Goal
Extract every one of the lines below verbatim, leaving the picture out of your answer.

Point annotation records

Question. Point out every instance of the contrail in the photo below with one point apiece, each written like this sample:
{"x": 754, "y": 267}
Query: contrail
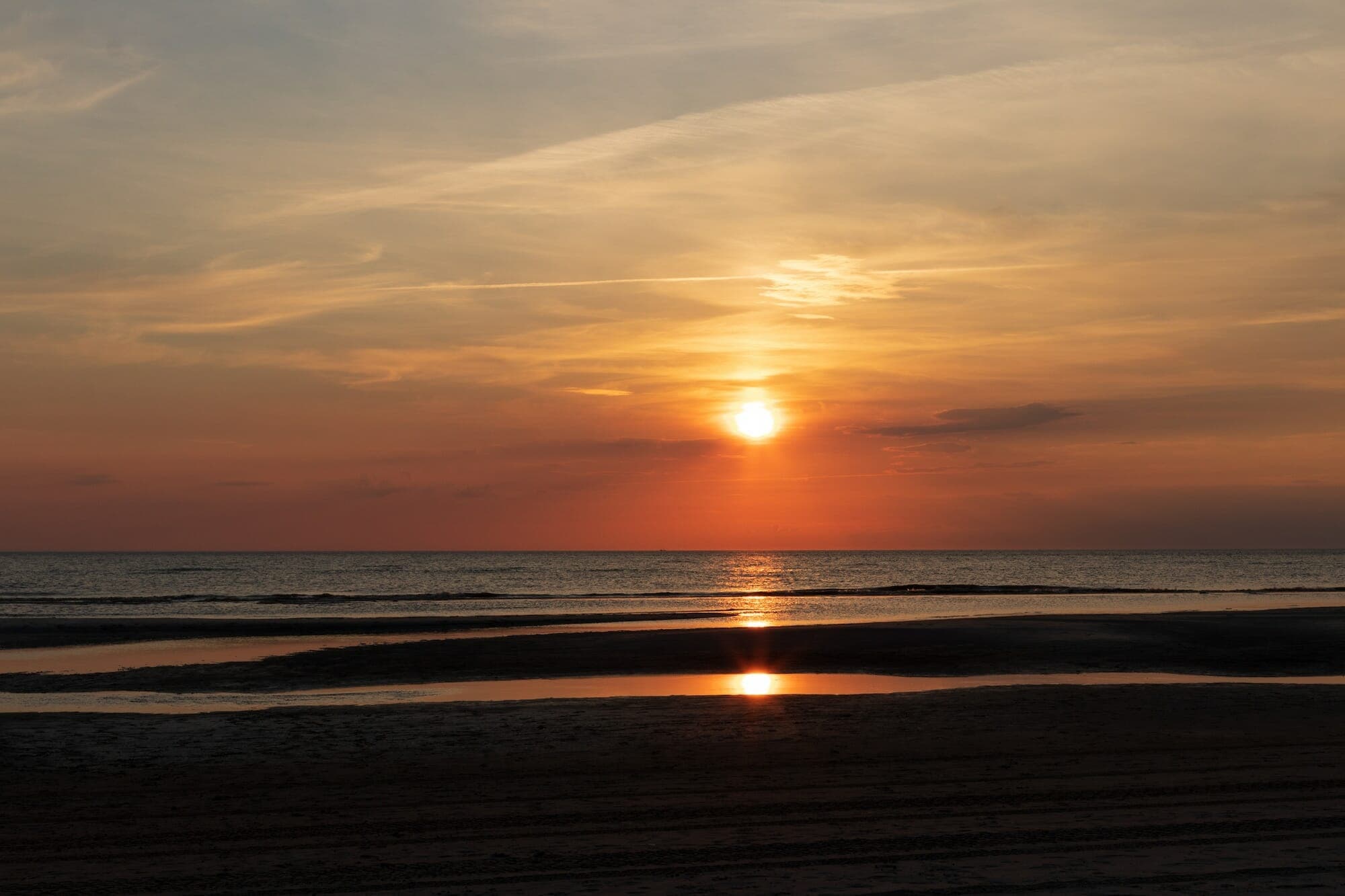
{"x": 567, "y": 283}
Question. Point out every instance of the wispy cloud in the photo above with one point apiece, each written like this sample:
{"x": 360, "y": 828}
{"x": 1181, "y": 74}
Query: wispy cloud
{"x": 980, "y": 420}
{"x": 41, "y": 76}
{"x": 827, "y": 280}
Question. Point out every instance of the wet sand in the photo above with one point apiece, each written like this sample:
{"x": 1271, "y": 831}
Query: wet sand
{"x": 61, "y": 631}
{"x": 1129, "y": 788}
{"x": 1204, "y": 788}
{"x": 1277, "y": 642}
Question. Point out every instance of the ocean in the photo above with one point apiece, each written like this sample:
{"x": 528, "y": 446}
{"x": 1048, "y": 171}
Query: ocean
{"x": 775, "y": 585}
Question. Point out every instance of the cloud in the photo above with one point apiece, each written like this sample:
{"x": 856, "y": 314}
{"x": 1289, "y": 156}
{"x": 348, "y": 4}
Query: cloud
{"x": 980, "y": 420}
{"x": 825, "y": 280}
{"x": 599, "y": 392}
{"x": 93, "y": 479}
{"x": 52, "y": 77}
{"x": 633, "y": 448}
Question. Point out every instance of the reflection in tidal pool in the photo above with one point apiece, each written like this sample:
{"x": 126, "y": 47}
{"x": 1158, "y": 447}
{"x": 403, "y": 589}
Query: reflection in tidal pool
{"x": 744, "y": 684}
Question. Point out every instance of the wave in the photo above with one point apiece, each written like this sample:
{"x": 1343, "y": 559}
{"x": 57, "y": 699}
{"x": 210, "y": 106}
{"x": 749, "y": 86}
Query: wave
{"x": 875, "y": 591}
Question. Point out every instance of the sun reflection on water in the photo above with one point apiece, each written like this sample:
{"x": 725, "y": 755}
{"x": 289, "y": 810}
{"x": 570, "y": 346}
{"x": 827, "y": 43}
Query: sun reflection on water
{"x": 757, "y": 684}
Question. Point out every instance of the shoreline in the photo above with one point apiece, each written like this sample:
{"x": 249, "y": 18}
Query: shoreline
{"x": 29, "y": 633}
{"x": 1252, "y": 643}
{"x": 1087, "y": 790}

Solution for this task
Question. Point out every instance of the contrail in the photo below with one point apiece, each written like this sample:
{"x": 754, "y": 267}
Query: contrail
{"x": 567, "y": 283}
Question. Point out every instance of the wispy cloud in the photo above with one point apiece, each written like this sample:
{"x": 360, "y": 828}
{"x": 1181, "y": 74}
Query: wispy cloud
{"x": 980, "y": 420}
{"x": 41, "y": 76}
{"x": 827, "y": 280}
Question. Point out every instance of the wet sand in the photo above with one point apiece, each written like this sample:
{"x": 1271, "y": 831}
Query: wet sand
{"x": 61, "y": 631}
{"x": 1129, "y": 788}
{"x": 1204, "y": 788}
{"x": 1277, "y": 642}
Question. Point out every instance of the ocean in the photo above with one point apiece, each written like this sample:
{"x": 528, "y": 446}
{"x": 1048, "y": 171}
Query: ocean
{"x": 775, "y": 585}
Question. Point out every instance of the cloud in the photo above with one point apiece, each written like this sample:
{"x": 856, "y": 314}
{"x": 1289, "y": 156}
{"x": 348, "y": 4}
Query: cloud
{"x": 980, "y": 420}
{"x": 825, "y": 280}
{"x": 599, "y": 392}
{"x": 93, "y": 479}
{"x": 52, "y": 77}
{"x": 633, "y": 448}
Question. Point out every instance of the reflection in tidal pool in the photo above with one point apiece, each written like this sample:
{"x": 126, "y": 47}
{"x": 1158, "y": 447}
{"x": 403, "y": 589}
Query: reflection in tidal pool
{"x": 744, "y": 684}
Question. Point out every instance of the wave in the photo above with one point apiece, each written like this sample:
{"x": 1343, "y": 559}
{"x": 57, "y": 699}
{"x": 210, "y": 106}
{"x": 749, "y": 86}
Query: wave
{"x": 875, "y": 591}
Question. Point out every instance of the sun reflection on water in the photo above with one point apiece, each written like this sample:
{"x": 725, "y": 755}
{"x": 289, "y": 810}
{"x": 570, "y": 346}
{"x": 827, "y": 43}
Query: sun reflection on water
{"x": 757, "y": 684}
Question. Point out every instance of the shoreline in the photo above with one point apiece, each written like this sample:
{"x": 249, "y": 18}
Query: shoreline
{"x": 29, "y": 633}
{"x": 1252, "y": 643}
{"x": 1087, "y": 790}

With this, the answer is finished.